● EXERCISE PROMPT:
Among the entries below, extract exactly the lines that run from the one with "Query: overcast sky" through the one with "as point(138, 42).", both ends included.

● DATA SHOWN:
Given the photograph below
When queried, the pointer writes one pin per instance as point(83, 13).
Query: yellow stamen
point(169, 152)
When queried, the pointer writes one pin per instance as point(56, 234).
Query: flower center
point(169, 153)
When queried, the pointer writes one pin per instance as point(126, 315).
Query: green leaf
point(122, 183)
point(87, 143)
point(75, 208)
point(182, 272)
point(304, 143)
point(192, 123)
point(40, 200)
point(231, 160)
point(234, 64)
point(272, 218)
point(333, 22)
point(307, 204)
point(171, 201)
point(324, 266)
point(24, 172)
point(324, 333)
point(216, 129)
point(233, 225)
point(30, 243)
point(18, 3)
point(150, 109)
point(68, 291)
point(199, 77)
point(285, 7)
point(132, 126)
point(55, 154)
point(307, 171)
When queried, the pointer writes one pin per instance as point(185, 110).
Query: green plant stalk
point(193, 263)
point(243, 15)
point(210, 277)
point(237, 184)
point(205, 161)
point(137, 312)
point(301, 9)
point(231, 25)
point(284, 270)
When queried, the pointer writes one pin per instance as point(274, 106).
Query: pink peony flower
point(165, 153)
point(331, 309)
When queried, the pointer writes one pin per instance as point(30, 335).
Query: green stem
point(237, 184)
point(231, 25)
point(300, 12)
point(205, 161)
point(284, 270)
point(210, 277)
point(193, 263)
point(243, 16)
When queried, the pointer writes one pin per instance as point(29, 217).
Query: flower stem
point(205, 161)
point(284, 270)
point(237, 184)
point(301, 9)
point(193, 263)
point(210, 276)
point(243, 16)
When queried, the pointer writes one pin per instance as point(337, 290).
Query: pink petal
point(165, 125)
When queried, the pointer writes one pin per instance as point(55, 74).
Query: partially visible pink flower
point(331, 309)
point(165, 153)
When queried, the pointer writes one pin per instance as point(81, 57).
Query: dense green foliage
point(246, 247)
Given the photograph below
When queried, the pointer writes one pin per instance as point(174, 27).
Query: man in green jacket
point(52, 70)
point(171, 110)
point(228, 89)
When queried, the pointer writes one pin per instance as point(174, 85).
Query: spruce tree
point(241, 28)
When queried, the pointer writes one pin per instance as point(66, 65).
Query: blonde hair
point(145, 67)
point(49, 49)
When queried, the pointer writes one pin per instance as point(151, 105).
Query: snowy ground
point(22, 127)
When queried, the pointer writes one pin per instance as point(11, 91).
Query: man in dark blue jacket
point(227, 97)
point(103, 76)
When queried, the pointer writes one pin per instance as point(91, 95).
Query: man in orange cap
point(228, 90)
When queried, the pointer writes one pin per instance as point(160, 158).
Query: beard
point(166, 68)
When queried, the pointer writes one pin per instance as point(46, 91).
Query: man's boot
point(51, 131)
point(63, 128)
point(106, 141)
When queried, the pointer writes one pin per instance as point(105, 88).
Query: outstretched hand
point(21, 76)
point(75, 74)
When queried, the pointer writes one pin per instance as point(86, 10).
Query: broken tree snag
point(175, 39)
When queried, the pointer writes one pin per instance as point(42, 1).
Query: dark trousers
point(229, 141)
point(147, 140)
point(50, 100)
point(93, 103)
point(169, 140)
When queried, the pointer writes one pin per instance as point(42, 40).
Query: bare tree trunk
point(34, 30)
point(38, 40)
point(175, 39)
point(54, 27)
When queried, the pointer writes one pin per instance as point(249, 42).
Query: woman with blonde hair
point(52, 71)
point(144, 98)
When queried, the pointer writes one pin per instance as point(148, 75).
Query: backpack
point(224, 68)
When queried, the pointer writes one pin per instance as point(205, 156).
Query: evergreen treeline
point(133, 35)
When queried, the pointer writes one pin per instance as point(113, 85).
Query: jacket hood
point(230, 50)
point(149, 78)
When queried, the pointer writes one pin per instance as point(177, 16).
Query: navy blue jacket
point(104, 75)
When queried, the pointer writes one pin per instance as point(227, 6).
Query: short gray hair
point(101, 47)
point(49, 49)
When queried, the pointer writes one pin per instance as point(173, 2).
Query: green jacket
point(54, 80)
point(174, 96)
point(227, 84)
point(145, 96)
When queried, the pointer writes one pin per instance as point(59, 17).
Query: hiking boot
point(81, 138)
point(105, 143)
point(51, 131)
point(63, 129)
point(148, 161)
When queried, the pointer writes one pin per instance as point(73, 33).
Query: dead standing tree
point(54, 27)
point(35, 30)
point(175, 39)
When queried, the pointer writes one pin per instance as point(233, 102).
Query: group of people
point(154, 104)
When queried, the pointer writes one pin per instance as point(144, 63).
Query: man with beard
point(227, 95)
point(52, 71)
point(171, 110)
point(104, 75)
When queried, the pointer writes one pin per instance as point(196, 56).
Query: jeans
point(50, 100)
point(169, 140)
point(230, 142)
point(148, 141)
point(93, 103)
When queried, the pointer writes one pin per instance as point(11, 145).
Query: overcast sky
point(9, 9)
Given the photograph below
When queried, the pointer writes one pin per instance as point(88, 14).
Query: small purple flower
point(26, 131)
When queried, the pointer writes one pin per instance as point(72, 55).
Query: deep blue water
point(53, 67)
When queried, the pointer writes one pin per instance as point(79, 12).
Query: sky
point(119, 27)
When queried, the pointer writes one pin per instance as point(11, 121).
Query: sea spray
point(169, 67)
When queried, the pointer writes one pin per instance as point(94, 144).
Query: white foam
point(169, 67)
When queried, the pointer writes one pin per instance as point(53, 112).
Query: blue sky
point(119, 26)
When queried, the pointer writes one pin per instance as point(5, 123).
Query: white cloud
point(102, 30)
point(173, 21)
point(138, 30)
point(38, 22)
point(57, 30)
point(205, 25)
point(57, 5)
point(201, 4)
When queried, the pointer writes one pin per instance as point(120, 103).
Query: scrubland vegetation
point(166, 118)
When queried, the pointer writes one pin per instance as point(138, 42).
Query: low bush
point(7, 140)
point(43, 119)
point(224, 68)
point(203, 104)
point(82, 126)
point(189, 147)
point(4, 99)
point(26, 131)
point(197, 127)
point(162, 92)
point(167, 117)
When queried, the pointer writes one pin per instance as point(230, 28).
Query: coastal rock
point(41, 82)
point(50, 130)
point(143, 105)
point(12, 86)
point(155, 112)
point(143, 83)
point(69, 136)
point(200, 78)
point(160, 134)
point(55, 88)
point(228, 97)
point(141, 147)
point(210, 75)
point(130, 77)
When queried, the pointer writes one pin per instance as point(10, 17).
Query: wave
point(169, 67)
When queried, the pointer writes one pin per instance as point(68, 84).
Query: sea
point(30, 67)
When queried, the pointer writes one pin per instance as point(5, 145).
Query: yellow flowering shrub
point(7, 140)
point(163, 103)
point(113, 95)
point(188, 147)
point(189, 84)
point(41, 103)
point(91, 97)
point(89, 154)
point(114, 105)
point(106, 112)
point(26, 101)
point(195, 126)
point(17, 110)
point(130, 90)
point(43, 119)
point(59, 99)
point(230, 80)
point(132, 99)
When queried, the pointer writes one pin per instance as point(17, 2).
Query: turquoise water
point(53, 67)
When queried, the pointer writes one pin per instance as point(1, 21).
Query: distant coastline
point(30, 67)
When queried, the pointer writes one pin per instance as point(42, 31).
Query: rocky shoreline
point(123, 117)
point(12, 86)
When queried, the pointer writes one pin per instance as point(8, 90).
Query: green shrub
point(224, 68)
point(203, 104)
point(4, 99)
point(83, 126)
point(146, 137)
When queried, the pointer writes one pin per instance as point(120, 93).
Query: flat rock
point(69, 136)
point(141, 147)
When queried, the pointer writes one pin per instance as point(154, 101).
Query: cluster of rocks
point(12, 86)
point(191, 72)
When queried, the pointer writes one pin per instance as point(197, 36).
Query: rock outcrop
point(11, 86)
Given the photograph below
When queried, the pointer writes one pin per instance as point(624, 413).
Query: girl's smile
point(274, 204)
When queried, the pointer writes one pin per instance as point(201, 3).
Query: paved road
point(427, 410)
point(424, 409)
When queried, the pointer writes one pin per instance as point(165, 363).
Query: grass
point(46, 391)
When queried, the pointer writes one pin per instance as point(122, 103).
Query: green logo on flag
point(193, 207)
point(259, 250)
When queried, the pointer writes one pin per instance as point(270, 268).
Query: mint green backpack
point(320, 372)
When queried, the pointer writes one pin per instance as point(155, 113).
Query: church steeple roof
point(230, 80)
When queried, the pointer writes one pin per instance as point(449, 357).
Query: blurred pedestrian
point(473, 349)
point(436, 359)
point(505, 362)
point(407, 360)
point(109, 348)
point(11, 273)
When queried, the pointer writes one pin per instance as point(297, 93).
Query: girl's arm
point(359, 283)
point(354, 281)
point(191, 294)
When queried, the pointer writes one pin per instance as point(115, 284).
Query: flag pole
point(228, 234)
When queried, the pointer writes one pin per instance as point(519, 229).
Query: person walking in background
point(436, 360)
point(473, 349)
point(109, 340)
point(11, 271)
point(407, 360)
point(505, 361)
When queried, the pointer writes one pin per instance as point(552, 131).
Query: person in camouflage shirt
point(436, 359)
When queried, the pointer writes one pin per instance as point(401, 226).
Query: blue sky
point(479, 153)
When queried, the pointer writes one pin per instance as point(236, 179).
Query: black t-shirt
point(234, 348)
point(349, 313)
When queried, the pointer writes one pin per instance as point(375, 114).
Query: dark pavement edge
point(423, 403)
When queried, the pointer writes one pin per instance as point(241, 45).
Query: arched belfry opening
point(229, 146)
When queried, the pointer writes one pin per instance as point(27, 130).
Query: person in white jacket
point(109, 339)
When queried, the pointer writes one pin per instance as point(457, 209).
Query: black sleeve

● SOLVED PROBLEM:
Query: overcast sky
point(9, 9)
Given the photograph below
When queried, the pointer writes one pin per instance as point(88, 14).
Query: small purple flower
point(26, 131)
When queried, the pointer writes one pin per instance as point(72, 55).
Query: deep blue water
point(53, 67)
When queried, the pointer writes one pin per instance as point(79, 12).
Query: sky
point(119, 27)
When queried, the pointer writes one pin per instance as point(11, 121).
Query: sea spray
point(169, 67)
When queried, the pointer writes one pin per instance as point(94, 144).
Query: white foam
point(169, 67)
When queried, the pointer writes one pin per instance as point(53, 112).
Query: blue sky
point(119, 26)
When queried, the pointer writes one pin per instance as point(5, 123).
Query: white cloud
point(102, 30)
point(173, 21)
point(138, 30)
point(38, 22)
point(57, 30)
point(205, 25)
point(57, 5)
point(201, 4)
When queried, the pointer writes one pin per instance as point(120, 103).
Query: scrubland vegetation
point(166, 118)
When queried, the pointer writes one pin per instance as point(138, 42).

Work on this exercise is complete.